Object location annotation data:
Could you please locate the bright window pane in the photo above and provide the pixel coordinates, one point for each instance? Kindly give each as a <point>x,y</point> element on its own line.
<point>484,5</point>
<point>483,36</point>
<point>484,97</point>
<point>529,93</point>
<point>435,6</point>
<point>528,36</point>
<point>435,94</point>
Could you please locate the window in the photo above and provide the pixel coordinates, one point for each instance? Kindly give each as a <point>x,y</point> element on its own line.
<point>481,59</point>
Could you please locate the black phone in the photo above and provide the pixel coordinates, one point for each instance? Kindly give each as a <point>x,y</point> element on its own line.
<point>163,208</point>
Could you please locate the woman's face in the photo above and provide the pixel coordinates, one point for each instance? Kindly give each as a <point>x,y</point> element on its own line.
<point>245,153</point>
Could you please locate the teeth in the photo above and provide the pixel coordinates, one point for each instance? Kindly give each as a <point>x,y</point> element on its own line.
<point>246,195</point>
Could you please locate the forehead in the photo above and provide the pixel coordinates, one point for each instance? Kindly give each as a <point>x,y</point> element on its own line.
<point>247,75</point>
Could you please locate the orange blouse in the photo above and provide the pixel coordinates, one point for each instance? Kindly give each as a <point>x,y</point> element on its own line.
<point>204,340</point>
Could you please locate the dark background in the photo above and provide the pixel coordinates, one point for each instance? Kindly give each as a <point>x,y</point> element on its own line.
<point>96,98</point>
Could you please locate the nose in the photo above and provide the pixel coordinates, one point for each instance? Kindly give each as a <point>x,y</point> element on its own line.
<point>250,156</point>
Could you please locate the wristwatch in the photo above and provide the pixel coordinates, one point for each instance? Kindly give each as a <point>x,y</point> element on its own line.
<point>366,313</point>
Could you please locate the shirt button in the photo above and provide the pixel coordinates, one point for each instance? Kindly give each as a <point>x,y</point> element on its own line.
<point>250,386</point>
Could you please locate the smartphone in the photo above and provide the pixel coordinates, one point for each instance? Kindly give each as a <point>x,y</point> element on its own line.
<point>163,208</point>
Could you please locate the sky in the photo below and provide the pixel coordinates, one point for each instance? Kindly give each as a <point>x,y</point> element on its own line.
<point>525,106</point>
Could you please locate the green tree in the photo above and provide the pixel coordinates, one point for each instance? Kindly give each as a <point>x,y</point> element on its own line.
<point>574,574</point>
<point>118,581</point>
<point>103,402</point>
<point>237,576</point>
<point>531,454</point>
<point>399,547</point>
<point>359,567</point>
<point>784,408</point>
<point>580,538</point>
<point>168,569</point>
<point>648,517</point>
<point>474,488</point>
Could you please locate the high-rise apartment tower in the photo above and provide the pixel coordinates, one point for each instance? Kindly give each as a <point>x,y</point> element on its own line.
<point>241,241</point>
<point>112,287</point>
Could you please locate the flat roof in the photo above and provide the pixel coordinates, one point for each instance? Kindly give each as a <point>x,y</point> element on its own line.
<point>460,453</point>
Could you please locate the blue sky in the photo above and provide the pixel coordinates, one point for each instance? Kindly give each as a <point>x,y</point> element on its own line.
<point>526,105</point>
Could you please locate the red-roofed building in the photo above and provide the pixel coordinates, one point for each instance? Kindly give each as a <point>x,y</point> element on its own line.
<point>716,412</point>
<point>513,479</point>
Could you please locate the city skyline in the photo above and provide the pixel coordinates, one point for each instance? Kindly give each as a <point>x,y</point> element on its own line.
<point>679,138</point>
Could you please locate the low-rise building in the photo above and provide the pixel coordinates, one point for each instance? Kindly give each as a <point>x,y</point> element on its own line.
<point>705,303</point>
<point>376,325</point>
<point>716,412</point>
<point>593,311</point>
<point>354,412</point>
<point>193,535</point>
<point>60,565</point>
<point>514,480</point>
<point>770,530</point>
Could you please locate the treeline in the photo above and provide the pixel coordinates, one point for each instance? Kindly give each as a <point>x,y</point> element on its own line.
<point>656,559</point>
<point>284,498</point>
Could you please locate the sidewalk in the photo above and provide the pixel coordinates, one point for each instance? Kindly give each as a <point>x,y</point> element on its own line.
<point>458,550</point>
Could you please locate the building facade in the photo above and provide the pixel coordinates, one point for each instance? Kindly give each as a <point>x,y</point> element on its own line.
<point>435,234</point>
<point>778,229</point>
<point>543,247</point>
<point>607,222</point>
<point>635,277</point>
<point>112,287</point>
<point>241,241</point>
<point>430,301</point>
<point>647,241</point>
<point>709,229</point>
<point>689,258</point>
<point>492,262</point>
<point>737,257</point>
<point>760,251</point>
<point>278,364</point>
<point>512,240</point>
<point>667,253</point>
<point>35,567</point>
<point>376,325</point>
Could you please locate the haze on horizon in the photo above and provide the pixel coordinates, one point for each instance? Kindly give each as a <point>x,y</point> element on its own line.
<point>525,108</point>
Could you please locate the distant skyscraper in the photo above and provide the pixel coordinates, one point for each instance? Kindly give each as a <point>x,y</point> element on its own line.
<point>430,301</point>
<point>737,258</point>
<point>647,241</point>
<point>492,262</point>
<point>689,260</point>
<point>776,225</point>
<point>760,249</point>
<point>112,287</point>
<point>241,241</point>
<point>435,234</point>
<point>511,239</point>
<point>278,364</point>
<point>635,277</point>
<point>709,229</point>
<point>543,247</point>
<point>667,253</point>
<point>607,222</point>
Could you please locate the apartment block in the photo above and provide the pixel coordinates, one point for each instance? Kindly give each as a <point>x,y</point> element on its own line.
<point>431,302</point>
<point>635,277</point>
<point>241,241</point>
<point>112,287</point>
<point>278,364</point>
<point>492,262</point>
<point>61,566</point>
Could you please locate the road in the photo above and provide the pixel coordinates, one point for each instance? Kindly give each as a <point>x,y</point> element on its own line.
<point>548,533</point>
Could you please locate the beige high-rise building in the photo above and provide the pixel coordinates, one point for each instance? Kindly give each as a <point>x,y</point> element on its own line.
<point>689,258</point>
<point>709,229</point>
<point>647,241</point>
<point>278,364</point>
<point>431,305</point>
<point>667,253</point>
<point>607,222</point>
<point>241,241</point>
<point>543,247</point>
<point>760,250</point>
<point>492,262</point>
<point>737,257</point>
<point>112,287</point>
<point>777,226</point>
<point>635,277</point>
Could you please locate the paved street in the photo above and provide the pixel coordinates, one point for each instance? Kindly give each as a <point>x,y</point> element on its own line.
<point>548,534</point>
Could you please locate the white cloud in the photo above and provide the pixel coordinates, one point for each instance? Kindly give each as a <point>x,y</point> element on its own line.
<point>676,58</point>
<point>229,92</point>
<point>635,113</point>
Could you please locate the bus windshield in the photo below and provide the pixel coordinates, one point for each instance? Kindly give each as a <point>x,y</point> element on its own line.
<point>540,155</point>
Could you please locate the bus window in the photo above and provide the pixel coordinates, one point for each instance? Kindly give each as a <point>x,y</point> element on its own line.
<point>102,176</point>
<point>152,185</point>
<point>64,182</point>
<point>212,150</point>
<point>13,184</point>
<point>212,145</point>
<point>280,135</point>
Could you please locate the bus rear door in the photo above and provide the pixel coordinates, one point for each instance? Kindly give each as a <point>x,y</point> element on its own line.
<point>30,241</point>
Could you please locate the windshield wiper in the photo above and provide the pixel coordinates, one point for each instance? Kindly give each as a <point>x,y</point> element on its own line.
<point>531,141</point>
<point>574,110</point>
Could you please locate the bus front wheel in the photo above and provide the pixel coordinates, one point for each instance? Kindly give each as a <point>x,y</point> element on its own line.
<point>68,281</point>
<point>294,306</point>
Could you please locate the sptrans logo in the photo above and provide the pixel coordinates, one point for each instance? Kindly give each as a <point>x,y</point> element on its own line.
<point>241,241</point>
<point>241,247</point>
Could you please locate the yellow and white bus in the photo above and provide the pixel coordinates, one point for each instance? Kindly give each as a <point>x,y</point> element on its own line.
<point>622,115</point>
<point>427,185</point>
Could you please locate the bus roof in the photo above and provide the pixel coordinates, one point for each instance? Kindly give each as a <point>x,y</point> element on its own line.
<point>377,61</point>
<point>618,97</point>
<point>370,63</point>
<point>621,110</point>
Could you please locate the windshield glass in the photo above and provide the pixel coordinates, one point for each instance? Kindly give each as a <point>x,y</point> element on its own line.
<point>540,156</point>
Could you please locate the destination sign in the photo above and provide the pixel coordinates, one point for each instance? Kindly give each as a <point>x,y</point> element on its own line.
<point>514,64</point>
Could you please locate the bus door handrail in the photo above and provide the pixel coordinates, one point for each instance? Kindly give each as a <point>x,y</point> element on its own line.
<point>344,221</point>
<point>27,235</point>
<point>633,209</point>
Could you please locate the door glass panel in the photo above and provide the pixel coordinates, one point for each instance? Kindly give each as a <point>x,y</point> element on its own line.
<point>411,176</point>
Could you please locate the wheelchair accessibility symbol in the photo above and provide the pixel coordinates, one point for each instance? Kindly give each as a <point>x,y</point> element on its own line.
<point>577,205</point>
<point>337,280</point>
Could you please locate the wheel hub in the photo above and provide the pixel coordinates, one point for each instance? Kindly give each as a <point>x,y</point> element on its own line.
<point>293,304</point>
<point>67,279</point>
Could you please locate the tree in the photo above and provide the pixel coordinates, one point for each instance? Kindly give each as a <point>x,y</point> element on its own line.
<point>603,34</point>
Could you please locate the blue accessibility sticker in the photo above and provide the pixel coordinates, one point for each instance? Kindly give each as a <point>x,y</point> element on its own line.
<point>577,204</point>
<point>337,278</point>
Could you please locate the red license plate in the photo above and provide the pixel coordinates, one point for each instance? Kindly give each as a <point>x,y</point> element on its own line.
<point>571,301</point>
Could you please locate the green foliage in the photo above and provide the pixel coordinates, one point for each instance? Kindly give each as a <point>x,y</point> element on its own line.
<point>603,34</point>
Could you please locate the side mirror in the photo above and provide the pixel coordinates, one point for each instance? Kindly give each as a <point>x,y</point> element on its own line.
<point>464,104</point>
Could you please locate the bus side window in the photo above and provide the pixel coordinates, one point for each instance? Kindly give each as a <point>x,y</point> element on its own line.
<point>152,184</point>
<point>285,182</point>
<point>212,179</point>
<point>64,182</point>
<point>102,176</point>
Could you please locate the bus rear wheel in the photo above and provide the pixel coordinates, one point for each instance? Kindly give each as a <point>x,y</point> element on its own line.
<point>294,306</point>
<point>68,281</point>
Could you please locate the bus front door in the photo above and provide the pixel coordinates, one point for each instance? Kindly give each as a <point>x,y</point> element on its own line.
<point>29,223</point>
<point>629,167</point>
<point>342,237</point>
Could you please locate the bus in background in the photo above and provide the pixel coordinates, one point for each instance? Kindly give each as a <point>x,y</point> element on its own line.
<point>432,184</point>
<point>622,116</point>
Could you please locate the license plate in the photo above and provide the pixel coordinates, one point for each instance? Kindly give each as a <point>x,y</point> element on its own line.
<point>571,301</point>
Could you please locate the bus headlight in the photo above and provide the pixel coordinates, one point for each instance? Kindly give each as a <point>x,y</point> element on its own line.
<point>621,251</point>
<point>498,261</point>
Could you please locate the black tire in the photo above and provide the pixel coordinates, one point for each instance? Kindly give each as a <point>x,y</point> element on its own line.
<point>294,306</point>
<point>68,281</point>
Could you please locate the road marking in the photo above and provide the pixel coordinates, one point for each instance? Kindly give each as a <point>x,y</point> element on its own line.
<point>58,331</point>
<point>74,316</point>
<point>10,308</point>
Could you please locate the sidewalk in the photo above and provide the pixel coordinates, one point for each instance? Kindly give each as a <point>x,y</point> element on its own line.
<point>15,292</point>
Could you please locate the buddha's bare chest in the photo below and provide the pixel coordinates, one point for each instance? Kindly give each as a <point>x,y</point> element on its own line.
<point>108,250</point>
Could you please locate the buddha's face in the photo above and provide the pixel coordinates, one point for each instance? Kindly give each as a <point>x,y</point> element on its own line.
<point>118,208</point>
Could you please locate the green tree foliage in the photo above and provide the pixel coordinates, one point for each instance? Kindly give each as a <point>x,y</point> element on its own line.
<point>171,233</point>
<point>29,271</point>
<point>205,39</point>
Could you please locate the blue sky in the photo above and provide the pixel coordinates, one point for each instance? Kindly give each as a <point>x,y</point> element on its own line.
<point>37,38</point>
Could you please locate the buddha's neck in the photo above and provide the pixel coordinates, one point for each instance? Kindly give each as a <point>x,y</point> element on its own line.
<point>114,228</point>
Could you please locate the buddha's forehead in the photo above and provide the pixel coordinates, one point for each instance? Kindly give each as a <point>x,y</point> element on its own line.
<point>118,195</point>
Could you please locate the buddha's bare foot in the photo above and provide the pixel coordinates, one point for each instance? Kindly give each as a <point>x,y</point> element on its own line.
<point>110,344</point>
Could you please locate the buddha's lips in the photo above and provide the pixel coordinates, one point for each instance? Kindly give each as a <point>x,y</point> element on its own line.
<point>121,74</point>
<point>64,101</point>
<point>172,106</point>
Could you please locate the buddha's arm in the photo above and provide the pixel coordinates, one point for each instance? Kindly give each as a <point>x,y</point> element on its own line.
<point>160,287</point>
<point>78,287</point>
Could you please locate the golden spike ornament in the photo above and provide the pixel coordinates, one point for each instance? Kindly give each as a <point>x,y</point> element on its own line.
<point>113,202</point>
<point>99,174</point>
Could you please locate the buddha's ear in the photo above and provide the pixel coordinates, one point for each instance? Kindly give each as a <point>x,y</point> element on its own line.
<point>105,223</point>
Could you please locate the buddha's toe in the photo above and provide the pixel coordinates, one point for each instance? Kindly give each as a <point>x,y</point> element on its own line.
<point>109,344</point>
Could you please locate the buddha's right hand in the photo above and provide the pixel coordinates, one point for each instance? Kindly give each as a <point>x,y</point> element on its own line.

## [To do]
Could you recast the rows from the line with "Could you please locate the city" to the line with "<point>284,498</point>", both included, as a two-column CSV headed text and answer? Give one line per row, put each field in quotes, and turn any line breaks into spaces.

## [Answer to the task]
text,answer
"Could you please locate the city skyline in the photo above and provide the pixel coordinates, one point for each instance? Kindly give each as a <point>x,y</point> element on its own line.","<point>679,138</point>"
"Could you please locate the low-rise building in the photo above and provide the pixel coordinates, one point for each instance? Kindly give each as a <point>x,y</point> element on its own line.","<point>705,303</point> <point>376,325</point> <point>716,412</point> <point>593,311</point> <point>354,412</point> <point>193,535</point> <point>60,565</point> <point>514,480</point> <point>770,530</point>"
"Could you please locate the treeline in the photo above and provide the pixel coordinates, one point for each instance? Kindly give each as a <point>x,y</point> element on its own line.","<point>656,559</point> <point>284,498</point>"